*Task description*. Leaving the pictures aside, write out the whole listing below exactly.
•••••
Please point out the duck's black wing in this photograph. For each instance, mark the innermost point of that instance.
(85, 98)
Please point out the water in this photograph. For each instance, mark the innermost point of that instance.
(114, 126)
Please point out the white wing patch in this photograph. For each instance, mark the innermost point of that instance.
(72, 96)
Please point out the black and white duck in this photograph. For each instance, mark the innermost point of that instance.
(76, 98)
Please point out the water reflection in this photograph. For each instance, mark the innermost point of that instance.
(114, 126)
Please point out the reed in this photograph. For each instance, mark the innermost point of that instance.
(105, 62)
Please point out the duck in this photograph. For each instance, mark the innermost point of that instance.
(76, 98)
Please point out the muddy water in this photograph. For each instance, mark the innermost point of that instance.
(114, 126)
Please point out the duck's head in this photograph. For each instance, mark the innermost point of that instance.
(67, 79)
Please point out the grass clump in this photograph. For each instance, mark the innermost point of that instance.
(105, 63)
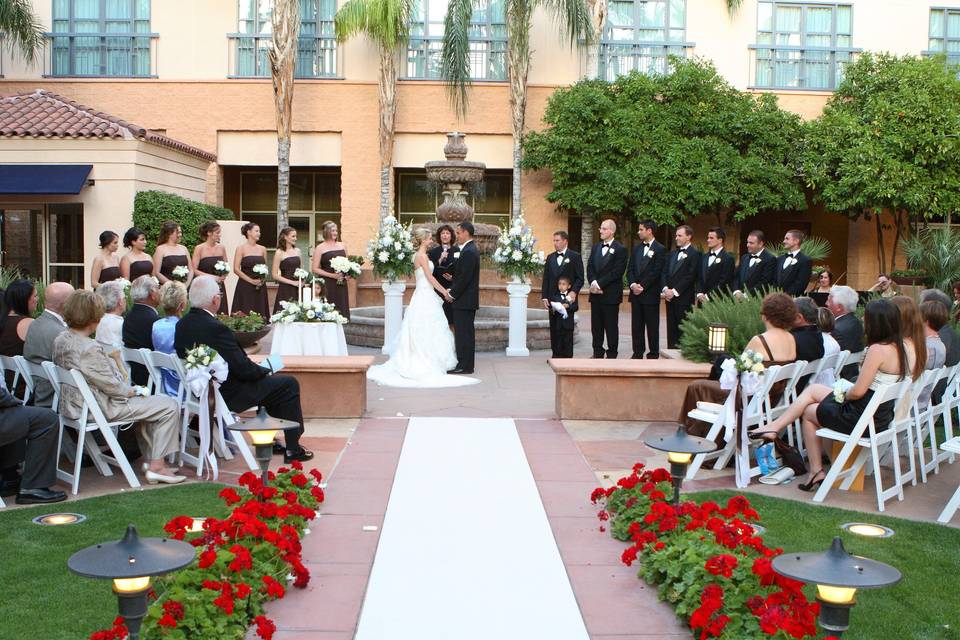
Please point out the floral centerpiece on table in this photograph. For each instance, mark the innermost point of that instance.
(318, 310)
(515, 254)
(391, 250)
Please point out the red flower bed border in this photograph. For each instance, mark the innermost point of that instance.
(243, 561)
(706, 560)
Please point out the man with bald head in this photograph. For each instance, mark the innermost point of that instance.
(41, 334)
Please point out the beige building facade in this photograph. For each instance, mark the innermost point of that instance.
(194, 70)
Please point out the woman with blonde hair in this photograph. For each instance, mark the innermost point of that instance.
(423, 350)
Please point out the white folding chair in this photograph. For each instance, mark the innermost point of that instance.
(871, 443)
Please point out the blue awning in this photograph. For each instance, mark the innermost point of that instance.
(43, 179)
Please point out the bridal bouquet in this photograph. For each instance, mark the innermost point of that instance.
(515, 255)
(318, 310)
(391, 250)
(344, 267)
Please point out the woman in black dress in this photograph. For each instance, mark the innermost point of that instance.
•••••
*Exercise solution*.
Please point out the duck's black wing in this photograph. For each instance, mark the innermost point of that instance.
(85, 98)
Please point out the water in this photograph. For each instance, mark the innermost point of that instance.
(114, 126)
Please point out the white wing patch in this photograph. For each instance, mark the innermost point of that instance.
(72, 96)
Please point out the black and white duck in this photograph. For each instance, mark the innermost point of that instance.
(76, 98)
Please point out the water reflection in this photograph. For each instance, mark the innermost point of that instance.
(114, 126)
Please point out the reed in this photograph. For each instance, mark the innermost point of that instance.
(105, 62)
Please point out the duck in this photograph. For each instance, mark the innermost point of that instance.
(76, 98)
Please point out the muddy water in this photograph. For each instance, mark the innermost point of that instance.
(114, 126)
Please point out the duck's head in this photograph. For each instance, mark the innermost point of that instance.
(67, 79)
Please point out the grass clump in this photograph. For each instance, mark the innermost point of that instance.
(105, 63)
Please point out the floral centerpiece on table in this photograph. For each instance, mark the innermost point of that instance.
(318, 310)
(515, 254)
(391, 250)
Please point out the red flower bed border in this photograph. For each instance, mark the innermost point of that instance.
(243, 561)
(706, 560)
Please point out the man with bald head in this photograph. For each instance, mark the innermost point of that instance.
(41, 334)
Please point out the beige building facade in this photograph. For each instance, mark the innermost point of that instance.
(194, 70)
Please point out the woman with blonde hair in this photograph. For each instance, mark the innermost point of that instance.
(423, 350)
Please point out the white folding chair in this photograph. For each instance, mark the innermost point of that instance.
(871, 443)
Please point out the blue awning in this photograph. For each instance, mark the innermost point of that instance.
(43, 179)
Please point out the bridal bouquet in this photograph. For each instance, mark the innermost point of that instance.
(515, 255)
(318, 310)
(391, 250)
(344, 267)
Please point out the woman in black dress in this photograph. For each instance, mark the innermost point of that instance.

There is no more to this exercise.